■ **EXTRAHIERTE ZEILEN**:
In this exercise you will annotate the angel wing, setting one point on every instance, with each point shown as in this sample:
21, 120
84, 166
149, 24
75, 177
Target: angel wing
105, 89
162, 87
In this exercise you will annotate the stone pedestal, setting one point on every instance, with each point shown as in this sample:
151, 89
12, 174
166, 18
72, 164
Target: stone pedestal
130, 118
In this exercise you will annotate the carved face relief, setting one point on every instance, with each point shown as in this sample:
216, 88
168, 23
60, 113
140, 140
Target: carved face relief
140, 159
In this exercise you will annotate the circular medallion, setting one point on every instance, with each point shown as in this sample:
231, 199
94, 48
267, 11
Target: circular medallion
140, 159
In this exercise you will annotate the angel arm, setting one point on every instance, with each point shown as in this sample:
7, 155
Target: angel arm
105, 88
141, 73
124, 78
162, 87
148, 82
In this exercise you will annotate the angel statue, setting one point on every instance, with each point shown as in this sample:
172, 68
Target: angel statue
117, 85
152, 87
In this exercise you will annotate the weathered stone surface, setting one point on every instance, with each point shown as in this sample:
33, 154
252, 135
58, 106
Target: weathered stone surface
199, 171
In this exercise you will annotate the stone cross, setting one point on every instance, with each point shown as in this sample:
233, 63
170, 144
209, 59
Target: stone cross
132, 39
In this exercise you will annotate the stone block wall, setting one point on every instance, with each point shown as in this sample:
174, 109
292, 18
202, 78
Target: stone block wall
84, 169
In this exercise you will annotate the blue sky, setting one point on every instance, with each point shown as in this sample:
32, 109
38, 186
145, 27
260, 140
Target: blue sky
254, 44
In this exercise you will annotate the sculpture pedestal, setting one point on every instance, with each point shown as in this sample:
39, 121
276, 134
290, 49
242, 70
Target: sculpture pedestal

■ **AUFGABENSTELLUNG**:
Gib sämtliche Zeilen oben wortgetreu und ohne jede Änderung wieder.

■ **ERWARTETE ANTWORT**:
In this exercise you will annotate the angel wing, setting one point on every instance, with each point shown as in this sample:
21, 120
84, 166
149, 24
75, 177
Target: angel wing
105, 89
162, 87
In this exercise you will annotate the stone pedestal, setting one point on every instance, with each point shown as in this sample:
151, 89
12, 174
166, 18
72, 164
Target: stone pedestal
130, 118
In this exercise you will annotate the carved face relief, setting one point on every instance, with each point shown as in this sample:
216, 88
168, 23
60, 113
140, 140
Target: carved face relief
140, 159
In this exercise you will annotate the circular medallion, setting one point on every instance, with each point shown as in this sample:
231, 199
94, 48
267, 11
Target: circular medallion
140, 159
In this exercise you will annotate the angel arm, setting one point on every instance, with each point shown as in this sample:
7, 155
Target: angel arm
105, 88
141, 73
124, 78
162, 87
148, 82
In this exercise you will annotate the angel statue, setting one point on every instance, with each point shown as in this sample:
172, 68
Target: angel statue
117, 85
152, 87
In this exercise you will annotate the weathered stone surface, setting one point on every instance, with each point shown as in this sample:
33, 154
252, 135
58, 106
Target: weathered stone surface
199, 171
In this exercise you will annotate the stone cross, setting one point on every instance, with each point shown as in this sample:
233, 63
170, 144
209, 59
Target: stone cross
132, 39
In this exercise you will annotate the stone block wall, setting one point on every instance, with each point shown as in this sample:
174, 109
292, 18
202, 78
Target: stone block wall
84, 169
In this exercise you will annotate the blue sky, setting one point on every instance, with each point shown as in this sample:
32, 109
38, 186
145, 27
260, 140
Target: blue sky
254, 44
In this exercise you will annotate the sculpture pedestal, setting one point on every instance, with each point shown as in this sample:
39, 121
276, 134
290, 49
242, 70
Target: sculpture pedestal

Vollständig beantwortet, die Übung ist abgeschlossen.